TASK DIRECTIONS:
Exactly reproduce each record listed below.

Start of MATERIAL PROVIDED

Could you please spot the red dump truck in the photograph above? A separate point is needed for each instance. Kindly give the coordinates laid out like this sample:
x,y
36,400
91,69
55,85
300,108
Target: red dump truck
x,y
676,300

End of MATERIAL PROVIDED

YOUR RESPONSE:
Could you please spot the red dump truck in the photograph above? A separate point is needed for each instance. Kindly give the coordinates laid out like this sample:
x,y
36,400
91,69
55,85
300,108
Target: red dump truck
x,y
676,300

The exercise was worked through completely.